Mitt Romney has so far avoided laying out a detailed foreign policy. Part of his challenge is that his disagreements with Obama on some of the biggest issues are more tone than substance. And part of his challenge is that he’d rather talk about the weak economy than tangle on national security with the guy who got Osama and annihilates  suspected terrorists with a drones instead of locking them up in Guantanamo. But Romney has seized on the killings of U.S. diplomats in Libya a an opportunity to label Obama a squish. One of his campaign advisors has gone so far as to tell the Washington Post that the embassy killings would not have happened under Romney:

“There’s a pretty compelling story that if you had a President Romney, you’d be in a different situation,” Richard Williamson, a top Romney foreign policy adviser, said in an interview. “For the first time since Jimmy Carter, we’ve had an American ambassador assassinated.”

So what is Romney’s foreign policy? A lot of people are hearing echoes of George W. Bush in Romney’s bluster. The Washington Post had this take:

“…That fogginess about Romney’s worldview was partly a function of the emphasis on economics so far, but also on the costs of talking globally when a sizable portion of the Republican base, including Ron Paul isolationists and fiscal conservatives, does not want anything to with the world outside America’s borders. That leaves George H.W. Bush-era realists, who advocate a modest foreign policy focused on U.S. interests, and George W. Bush-era neoconservative interventionists as the two available ideological schools to which Romney can subscribe.

His reaction this week made it clear that when it comes to Republican foreign policy, the neocons are still the only game in town…”

[Requests]
1. What role does the passage on Romney's foreign policy give Richard Williamson?
2. Pick up the passage on Romney's foreign policy after its final sentence and write the paragraph that follows.

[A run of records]

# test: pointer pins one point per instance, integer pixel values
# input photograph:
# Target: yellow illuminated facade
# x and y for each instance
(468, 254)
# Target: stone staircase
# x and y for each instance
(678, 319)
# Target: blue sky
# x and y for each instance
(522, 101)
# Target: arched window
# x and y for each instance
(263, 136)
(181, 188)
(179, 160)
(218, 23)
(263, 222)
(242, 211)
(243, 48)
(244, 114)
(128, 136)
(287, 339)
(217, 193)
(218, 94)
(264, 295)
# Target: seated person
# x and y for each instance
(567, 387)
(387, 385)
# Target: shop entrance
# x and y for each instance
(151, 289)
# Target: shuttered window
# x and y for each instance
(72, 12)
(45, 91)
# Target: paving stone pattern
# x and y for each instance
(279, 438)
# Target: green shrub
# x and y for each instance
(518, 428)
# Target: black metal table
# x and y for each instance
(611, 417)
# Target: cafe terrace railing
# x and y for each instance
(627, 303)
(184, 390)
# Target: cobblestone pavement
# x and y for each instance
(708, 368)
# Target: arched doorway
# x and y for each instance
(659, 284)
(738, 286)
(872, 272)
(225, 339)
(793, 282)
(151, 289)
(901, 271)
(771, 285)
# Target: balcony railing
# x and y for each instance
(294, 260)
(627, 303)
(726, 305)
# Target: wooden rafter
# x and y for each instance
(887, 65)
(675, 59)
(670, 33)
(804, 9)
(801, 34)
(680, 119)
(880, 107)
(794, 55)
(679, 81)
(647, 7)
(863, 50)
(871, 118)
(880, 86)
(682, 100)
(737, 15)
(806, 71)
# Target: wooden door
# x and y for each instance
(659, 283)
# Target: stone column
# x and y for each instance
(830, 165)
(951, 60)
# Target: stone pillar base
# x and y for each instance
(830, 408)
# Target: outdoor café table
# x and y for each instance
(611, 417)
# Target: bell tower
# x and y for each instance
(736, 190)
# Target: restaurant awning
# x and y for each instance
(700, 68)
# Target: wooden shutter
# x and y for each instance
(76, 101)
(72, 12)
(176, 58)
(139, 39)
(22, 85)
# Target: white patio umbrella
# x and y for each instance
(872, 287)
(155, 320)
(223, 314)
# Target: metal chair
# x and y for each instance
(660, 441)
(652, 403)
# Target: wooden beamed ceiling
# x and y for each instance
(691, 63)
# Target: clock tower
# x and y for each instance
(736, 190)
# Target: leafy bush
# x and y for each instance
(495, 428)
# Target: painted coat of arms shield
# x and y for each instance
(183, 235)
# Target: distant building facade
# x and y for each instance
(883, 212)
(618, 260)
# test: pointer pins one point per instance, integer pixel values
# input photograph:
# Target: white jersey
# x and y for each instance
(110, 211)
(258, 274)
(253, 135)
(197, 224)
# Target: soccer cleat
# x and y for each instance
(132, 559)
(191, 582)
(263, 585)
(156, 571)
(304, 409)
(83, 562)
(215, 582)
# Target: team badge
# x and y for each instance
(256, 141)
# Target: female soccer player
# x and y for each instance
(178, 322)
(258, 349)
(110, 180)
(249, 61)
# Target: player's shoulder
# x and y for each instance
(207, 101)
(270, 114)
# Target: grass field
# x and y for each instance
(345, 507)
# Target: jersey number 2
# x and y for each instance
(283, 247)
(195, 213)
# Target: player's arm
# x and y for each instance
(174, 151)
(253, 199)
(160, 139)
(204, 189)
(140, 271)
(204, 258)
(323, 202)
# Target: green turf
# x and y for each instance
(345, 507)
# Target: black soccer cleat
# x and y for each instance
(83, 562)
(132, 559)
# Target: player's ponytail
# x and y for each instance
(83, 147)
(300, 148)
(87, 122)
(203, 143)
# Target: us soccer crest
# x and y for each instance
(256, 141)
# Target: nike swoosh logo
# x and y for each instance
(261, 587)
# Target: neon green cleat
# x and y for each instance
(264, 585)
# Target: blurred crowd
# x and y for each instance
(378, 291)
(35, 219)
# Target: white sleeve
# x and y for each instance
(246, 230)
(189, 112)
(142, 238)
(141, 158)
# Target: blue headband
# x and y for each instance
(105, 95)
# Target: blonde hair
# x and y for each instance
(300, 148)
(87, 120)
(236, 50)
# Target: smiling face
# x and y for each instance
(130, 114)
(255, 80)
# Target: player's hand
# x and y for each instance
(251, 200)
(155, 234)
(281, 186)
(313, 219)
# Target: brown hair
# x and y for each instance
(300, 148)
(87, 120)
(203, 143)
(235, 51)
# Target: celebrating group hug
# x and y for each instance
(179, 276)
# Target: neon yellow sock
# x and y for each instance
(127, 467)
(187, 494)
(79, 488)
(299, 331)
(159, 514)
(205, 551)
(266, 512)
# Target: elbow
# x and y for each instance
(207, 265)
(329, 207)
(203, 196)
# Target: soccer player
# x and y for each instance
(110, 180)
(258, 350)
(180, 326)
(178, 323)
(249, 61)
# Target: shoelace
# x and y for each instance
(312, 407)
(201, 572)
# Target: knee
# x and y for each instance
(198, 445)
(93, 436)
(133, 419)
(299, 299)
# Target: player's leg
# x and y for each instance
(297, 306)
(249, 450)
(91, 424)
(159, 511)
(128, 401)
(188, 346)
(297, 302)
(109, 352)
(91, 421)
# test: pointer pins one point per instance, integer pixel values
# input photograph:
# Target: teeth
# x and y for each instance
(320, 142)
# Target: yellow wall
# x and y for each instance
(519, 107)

[Solved problems]
1. He is a top Romney foreign policy adviser.

2.
And in an interview, Romney’s foreign policy director, Alex Wong, tried as hard as he can to avoid using the n-word:

…So then does he dispute the classisfication of neoconservative?

“What I’m saying is,” said Wong, “Governor Romney’s embrace of American values and interests and his call for American leadership…”

So does he feel comfortable being called a neoconservative?

“What I am saying is,” said Wong, “that Governor Romney has used, has said, that his philosophy is peace through strength.”

Does he have a problem with the term neoconservative?

“Governor Romney has indicated that he has a philosophy,” said Wong, “peace through strength.”

So he does have a problem with the term neoconservative.

“Governor Romney,” said Wong, “has throughout this campaign talked about American values and interests and called for American leadership abroad.”

Does he embrace the concepts of neoconservatism, just not the title?

“I think I have given you a lot here,” said Wong. “I have described Governor Romney’s philosophy and the way he’s discussed it and how he makes his decisions.”